======== Dataset records ========

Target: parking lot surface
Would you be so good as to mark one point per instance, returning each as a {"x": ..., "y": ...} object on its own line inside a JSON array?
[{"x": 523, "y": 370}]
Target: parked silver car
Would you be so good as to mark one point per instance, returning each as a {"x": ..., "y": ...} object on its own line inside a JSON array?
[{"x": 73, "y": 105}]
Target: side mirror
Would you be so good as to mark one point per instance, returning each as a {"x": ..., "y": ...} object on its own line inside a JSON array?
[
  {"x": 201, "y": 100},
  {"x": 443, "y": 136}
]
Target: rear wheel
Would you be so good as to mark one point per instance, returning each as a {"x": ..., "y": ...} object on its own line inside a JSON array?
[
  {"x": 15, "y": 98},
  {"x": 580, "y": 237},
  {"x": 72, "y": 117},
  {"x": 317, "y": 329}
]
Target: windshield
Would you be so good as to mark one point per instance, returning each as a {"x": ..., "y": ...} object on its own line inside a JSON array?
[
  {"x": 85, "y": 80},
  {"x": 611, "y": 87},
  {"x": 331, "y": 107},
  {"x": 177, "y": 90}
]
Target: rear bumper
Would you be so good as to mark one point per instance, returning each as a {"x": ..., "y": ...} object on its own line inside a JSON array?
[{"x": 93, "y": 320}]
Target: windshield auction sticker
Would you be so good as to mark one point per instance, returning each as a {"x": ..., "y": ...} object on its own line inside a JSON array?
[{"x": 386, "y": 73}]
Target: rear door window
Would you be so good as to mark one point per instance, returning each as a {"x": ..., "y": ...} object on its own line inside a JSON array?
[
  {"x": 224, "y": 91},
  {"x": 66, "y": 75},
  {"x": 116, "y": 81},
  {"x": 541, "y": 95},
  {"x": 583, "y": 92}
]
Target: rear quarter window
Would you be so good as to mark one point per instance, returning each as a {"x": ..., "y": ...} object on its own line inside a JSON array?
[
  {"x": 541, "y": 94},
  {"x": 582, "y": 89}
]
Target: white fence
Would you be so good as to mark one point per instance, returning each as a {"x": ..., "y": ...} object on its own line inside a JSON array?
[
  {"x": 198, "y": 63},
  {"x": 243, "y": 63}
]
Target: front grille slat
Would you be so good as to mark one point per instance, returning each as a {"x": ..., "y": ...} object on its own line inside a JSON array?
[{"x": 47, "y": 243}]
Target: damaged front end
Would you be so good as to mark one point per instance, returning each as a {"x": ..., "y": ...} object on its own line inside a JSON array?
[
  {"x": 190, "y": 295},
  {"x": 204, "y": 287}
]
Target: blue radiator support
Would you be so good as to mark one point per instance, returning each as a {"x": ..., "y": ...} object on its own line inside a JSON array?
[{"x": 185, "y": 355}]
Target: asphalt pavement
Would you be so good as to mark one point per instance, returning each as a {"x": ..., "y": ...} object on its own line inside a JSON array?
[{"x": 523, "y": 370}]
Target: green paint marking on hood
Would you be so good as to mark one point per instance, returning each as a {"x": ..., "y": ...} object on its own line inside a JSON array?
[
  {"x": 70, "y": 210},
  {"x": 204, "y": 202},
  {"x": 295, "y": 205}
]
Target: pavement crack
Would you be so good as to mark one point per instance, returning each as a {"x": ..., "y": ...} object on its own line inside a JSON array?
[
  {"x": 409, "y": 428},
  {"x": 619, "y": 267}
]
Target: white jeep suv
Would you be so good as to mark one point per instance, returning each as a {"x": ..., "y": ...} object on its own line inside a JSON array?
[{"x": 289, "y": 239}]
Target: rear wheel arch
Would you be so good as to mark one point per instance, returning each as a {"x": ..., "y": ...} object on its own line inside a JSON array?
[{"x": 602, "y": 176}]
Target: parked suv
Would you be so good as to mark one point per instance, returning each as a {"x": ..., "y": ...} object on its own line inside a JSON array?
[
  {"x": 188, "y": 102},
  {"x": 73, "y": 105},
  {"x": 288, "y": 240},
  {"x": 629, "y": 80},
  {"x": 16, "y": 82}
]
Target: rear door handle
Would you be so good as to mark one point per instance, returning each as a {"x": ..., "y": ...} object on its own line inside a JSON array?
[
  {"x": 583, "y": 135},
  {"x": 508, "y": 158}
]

========

What you should do – Starting at the line above that contains "Target: rear bumper", write out each line exactly until the line that contains "Target: front grille slat" has been written, and stop there.

Solution to this exercise –
Target: rear bumper
Would you be so good as to mark one point per instance, returning each as a {"x": ..., "y": ...} object on its own line inside a JSON array?
[{"x": 93, "y": 320}]
Target: windshield auction sticker
Would you be so good as to mark one point per instance, returning each as a {"x": ..., "y": ...} object on its own line inside a JSON array?
[{"x": 386, "y": 73}]
Target: rear door window
Would you be so good as to mark one point per instance, returning each as a {"x": ..., "y": ...} object on its own line inside a JSON array?
[
  {"x": 224, "y": 91},
  {"x": 66, "y": 75},
  {"x": 116, "y": 81},
  {"x": 541, "y": 95},
  {"x": 583, "y": 92}
]
Target: rear quarter window
Would you be so good as to mark one point per instance, returning each as a {"x": ..., "y": ...} object on its own line inside a JSON array?
[
  {"x": 541, "y": 94},
  {"x": 582, "y": 89}
]
Target: white fence
Would you be so good as to mark one point per instance, returning each as a {"x": ..., "y": ...} object on its own line inside a JSON array?
[
  {"x": 198, "y": 63},
  {"x": 243, "y": 63}
]
Target: front grille slat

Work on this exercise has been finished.